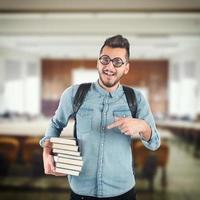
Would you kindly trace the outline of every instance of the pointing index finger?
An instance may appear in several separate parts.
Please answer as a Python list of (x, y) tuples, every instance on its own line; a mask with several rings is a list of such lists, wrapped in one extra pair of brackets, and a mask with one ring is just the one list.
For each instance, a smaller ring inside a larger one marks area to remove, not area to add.
[(120, 118), (120, 117), (116, 117), (115, 122), (113, 122), (112, 124), (108, 125), (107, 128), (108, 129), (112, 129), (112, 128), (121, 126), (122, 123), (123, 123), (123, 121), (121, 119), (122, 118)]

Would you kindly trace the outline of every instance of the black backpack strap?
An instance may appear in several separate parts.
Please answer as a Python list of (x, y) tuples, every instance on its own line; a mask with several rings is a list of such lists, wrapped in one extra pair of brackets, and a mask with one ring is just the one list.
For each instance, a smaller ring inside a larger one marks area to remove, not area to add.
[(88, 90), (91, 87), (91, 83), (82, 83), (76, 94), (74, 97), (74, 102), (73, 102), (73, 111), (74, 111), (74, 115), (76, 115), (76, 113), (78, 112), (79, 108), (81, 107), (81, 105), (83, 104), (83, 101), (85, 99), (86, 94), (88, 93)]
[(126, 100), (127, 100), (129, 109), (131, 111), (132, 117), (136, 118), (137, 103), (136, 103), (135, 92), (132, 88), (124, 86), (124, 85), (123, 85), (123, 90), (124, 90)]
[(83, 101), (91, 87), (91, 83), (82, 83), (79, 85), (79, 88), (75, 94), (74, 102), (73, 102), (73, 117), (75, 120), (74, 124), (74, 138), (77, 139), (77, 133), (76, 133), (76, 113), (78, 112), (79, 108), (83, 104)]

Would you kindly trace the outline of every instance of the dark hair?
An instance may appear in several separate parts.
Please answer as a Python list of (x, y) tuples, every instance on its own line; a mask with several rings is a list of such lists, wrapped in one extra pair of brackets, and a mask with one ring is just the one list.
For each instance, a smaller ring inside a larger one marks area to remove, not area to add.
[(122, 35), (115, 35), (113, 37), (107, 38), (106, 41), (104, 42), (103, 46), (101, 47), (100, 53), (103, 51), (103, 48), (105, 46), (108, 46), (111, 48), (126, 49), (127, 61), (129, 60), (129, 57), (130, 57), (129, 41), (126, 38), (124, 38)]

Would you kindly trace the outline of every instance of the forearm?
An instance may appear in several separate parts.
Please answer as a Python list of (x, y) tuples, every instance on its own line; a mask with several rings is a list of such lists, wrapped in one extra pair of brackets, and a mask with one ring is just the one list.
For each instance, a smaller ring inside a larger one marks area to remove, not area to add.
[(139, 134), (142, 137), (142, 139), (145, 140), (146, 142), (150, 141), (152, 131), (150, 126), (144, 120), (140, 120)]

● ● ● ● ● ● ●

_Task_
Rewrite the lines above from the first one up to and including the line with "108), (83, 104)]", requests included. Scale every coordinate in the answers by 0.95 and round to whole numbers, halves up. Give only those lines, and leave the pictures out.

_Result of the exercise_
Would you kindly trace the outline of every instance of the pointing index finger?
An instance may appear in several separate parts.
Please answer as a Python list of (x, y) tuples, every instance on its own line; a mask with several rings is a list of such lists, wrapped in one extra pair of brackets, and a mask with one ring is just the one list.
For each instance, a smaller ring inside a larger one marks area to remove, not area to add.
[(114, 112), (114, 111), (110, 111), (109, 116), (107, 116), (106, 118), (103, 119), (102, 122), (103, 123), (106, 123), (106, 122), (115, 120), (116, 117), (117, 117), (117, 115), (115, 113), (116, 112)]

Would you kindly trace the outline of every instance of the black backpack strap?
An instance may appear in several separate parts.
Please answer as a Python list of (x, y) tuples, every instance on its own line; a mask with several rings is a list of such lists, wrapped in one extra pair of brackets, and a mask with one ring is just the one list.
For each instance, a smaller ring inside a larger one marks area to remove, not area to add.
[(84, 86), (86, 83), (86, 79), (78, 79), (72, 89), (70, 92), (70, 97), (69, 97), (69, 105), (70, 105), (70, 109), (72, 109), (72, 107), (74, 106), (75, 103), (77, 102), (77, 100), (79, 99), (79, 96), (81, 94), (82, 89), (84, 88)]
[(120, 95), (121, 95), (123, 104), (124, 105), (125, 111), (129, 112), (130, 98), (129, 98), (128, 87), (125, 84), (118, 82), (118, 81), (117, 81), (117, 86), (118, 86)]
[(79, 96), (86, 83), (86, 79), (78, 79), (75, 81), (75, 84), (71, 89), (70, 97), (69, 97), (69, 111), (71, 114), (70, 118), (70, 131), (73, 132), (73, 126), (72, 126), (72, 107), (74, 106), (75, 103), (79, 99)]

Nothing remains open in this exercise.